Information supplied:
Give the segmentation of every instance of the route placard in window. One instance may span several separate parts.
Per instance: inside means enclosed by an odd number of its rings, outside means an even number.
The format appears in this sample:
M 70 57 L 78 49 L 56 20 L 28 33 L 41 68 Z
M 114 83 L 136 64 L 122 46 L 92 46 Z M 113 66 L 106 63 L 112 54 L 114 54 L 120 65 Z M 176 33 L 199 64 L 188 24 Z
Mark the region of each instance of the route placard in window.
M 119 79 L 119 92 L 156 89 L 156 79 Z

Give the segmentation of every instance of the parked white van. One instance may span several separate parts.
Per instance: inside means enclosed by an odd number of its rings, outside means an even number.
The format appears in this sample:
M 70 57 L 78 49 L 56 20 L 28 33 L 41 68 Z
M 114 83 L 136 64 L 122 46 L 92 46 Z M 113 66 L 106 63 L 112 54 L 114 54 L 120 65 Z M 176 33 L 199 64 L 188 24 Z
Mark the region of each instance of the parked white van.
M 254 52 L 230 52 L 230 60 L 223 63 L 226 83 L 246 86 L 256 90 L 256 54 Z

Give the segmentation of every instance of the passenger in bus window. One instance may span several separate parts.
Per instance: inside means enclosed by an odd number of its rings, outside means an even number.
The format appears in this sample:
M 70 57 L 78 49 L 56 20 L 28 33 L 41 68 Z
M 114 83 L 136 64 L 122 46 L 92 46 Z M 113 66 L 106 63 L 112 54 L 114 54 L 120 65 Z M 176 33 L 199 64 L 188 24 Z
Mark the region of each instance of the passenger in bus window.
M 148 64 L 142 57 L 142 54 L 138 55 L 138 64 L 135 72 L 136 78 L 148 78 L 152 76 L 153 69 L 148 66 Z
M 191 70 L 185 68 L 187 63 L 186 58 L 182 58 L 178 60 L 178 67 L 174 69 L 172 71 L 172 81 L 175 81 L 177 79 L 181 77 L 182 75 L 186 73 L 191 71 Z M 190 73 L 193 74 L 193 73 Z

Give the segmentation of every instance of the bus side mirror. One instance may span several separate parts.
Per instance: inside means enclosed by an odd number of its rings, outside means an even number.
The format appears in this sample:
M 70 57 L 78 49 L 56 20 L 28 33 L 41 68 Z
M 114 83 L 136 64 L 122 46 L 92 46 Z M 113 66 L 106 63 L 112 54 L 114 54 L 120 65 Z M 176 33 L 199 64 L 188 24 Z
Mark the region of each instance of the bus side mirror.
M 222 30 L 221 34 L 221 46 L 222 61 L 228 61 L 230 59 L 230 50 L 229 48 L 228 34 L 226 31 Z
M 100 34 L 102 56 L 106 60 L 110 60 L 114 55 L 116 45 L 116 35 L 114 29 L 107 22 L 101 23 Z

Written instruction:
Convert every line of the material above into a Markdown table with two columns, Row and Material line, skipping blank lines. Number the rows in order starting from 1.

Solution for this problem:
| Row | Material line |
|---|---|
| 1 | Give the segmentation of every instance of the route placard in window. One instance may span several separate parts. |
| 2 | Per instance: inside means enclosed by an odd number of its rings, outside means an even number. |
| 3 | The format appears in this sample: |
| 4 | M 70 57 L 78 49 L 56 20 L 28 33 L 41 68 Z |
| 5 | M 114 83 L 136 64 L 122 46 L 92 46 Z M 113 66 L 106 63 L 112 54 L 114 54 L 120 65 Z M 176 33 L 199 64 L 188 24 Z |
| 6 | Mark the region of each instance of the route placard in window. |
| 7 | M 119 79 L 119 92 L 156 89 L 156 79 Z |
| 8 | Give the segmentation of every instance of the parked white van. One instance may span several separate parts. |
| 9 | Per instance: inside means enclosed by an odd number of its rings, outside means an even number. |
| 10 | The format appears in this sample: |
| 11 | M 70 57 L 78 49 L 56 20 L 28 33 L 41 68 Z |
| 12 | M 114 83 L 136 64 L 122 46 L 92 46 Z M 113 66 L 106 63 L 112 54 L 114 54 L 120 65 Z M 176 33 L 199 64 L 188 24 Z |
| 13 | Mark the region of each instance of the parked white van. |
| 14 | M 254 52 L 230 52 L 230 60 L 223 63 L 226 83 L 246 86 L 256 90 L 256 54 Z |
| 15 | Give the segmentation of every instance of the passenger in bus window. One instance may span several separate parts. |
| 16 | Per instance: inside means enclosed by an odd number of its rings, outside means an even number. |
| 17 | The format appears in this sample: |
| 18 | M 70 57 L 78 49 L 56 20 L 28 33 L 41 68 Z |
| 19 | M 114 83 L 136 64 L 122 46 L 92 46 Z M 113 66 L 106 63 L 112 54 L 114 54 L 120 65 Z M 176 33 L 199 64 L 188 24 Z |
| 20 | Mark the region of each instance of the passenger in bus window. |
| 21 | M 148 64 L 142 57 L 142 54 L 138 55 L 138 64 L 135 72 L 136 78 L 148 78 L 152 76 L 153 69 L 148 66 Z |
| 22 | M 191 70 L 185 68 L 187 63 L 186 58 L 182 58 L 178 60 L 178 67 L 174 69 L 172 71 L 172 81 L 175 81 L 177 79 L 181 77 L 182 75 L 186 73 L 191 71 Z M 190 73 L 193 74 L 193 73 Z |
| 23 | Give the segmentation of every instance of the bus side mirror. One instance may span several separate parts. |
| 24 | Per instance: inside means enclosed by an odd number of its rings, outside means an even number. |
| 25 | The format appears in this sample: |
| 26 | M 70 57 L 78 49 L 56 20 L 28 33 L 41 68 Z |
| 27 | M 114 83 L 136 64 L 122 46 L 92 46 Z M 113 66 L 106 63 L 112 54 L 114 54 L 120 65 Z M 176 33 L 199 64 L 188 24 Z |
| 28 | Mark the region of each instance of the bus side mirror. |
| 29 | M 222 30 L 221 34 L 221 46 L 222 61 L 228 61 L 230 59 L 230 50 L 229 48 L 228 34 L 226 31 Z |
| 30 | M 100 34 L 102 56 L 106 60 L 110 60 L 114 55 L 116 45 L 116 35 L 114 29 L 107 22 L 101 23 Z |